▶ _SUPPLIED RECORDS_

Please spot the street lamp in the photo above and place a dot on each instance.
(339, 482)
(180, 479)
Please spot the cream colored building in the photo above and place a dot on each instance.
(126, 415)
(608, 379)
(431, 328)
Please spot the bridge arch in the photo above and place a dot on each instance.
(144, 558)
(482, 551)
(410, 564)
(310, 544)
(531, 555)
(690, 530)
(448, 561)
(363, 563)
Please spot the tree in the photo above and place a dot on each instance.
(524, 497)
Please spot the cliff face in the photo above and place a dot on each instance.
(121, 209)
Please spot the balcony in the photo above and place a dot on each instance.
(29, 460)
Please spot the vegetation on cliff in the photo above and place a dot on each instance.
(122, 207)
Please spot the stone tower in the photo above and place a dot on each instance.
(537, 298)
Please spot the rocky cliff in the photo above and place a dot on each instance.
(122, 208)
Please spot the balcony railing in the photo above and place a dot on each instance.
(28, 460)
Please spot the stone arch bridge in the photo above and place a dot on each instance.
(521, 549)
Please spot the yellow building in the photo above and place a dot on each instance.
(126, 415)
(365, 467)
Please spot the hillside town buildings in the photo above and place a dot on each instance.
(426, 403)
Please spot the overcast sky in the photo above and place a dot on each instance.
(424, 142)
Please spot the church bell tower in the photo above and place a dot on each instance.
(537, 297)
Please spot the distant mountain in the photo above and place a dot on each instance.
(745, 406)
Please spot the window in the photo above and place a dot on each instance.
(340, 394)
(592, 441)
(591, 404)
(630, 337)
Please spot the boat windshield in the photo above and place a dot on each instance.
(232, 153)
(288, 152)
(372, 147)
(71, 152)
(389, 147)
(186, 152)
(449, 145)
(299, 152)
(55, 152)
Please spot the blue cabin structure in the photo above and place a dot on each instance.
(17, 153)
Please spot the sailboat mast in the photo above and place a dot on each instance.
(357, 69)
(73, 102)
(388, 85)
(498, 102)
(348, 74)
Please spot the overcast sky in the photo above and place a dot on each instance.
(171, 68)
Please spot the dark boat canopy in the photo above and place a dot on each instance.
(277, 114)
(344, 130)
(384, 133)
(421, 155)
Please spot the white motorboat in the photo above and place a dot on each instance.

▶ _WORK ORDER_
Keep every word intact and transcribe the records in full.

▶ _YOUR SOLUTION_
Please spot the street lamp in the photo above and place a dot on each instance.
(339, 482)
(180, 479)
Please spot the cream colored building in the photo above and place a dot on each instance.
(126, 415)
(608, 379)
(431, 328)
Please spot the bridge arch in the photo above and place a dot on each instance.
(144, 558)
(482, 551)
(410, 564)
(310, 544)
(531, 555)
(690, 530)
(448, 561)
(363, 563)
Please spot the tree in the photo above and place a dot on each instance.
(524, 497)
Please spot the cliff face in the photo above and place a dot on each instance.
(121, 209)
Please spot the balcony in the photo above and place a dot on each instance.
(29, 460)
Please spot the vegetation on cliff in the photo above and place a dot on each instance.
(122, 207)
Please spot the stone tower in the photo above and place a dot on each instance.
(537, 298)
Please spot the rocky cliff in the photo above and place a dot on each instance.
(122, 208)
Please spot the balcony railing in the photo above and place a dot on each instance.
(28, 460)
Please spot the stone arch bridge in the photo above and place a dot on each instance.
(521, 549)
Please spot the yellow building in the photo above and place a dot on each instance.
(126, 415)
(365, 467)
Please spot the hillside town buildings in the photo above and place a dot on each instance.
(426, 403)
Please spot the overcast sky in the photo above and place a dot on each instance.
(424, 142)
Please spot the church bell tower in the photo above and place a dot on each instance.
(537, 297)
Please spot the distant mountain in the photo above and place a dot on each instance.
(745, 406)
Please spot the window in the photo above and place a dot on each instance.
(340, 394)
(592, 441)
(591, 404)
(630, 337)
Please spot the boat windshield in the photo above and place a dot on each instance.
(232, 153)
(288, 152)
(372, 147)
(71, 152)
(389, 147)
(186, 152)
(449, 145)
(299, 152)
(55, 152)
Please spot the blue cabin structure in the photo above and place a dot on each instance.
(17, 153)
Please spot the sailboat mast in the photo above and place a dot on each instance.
(357, 69)
(73, 102)
(388, 85)
(498, 102)
(348, 74)
Please spot the overcast sky in the photo above and place a dot on each instance.
(171, 68)
Please spot the dark boat canopy in the photo above and place a dot on each instance.
(277, 114)
(344, 130)
(384, 133)
(421, 155)
Please spot the white motorboat in the photo above and place a dot on each instance.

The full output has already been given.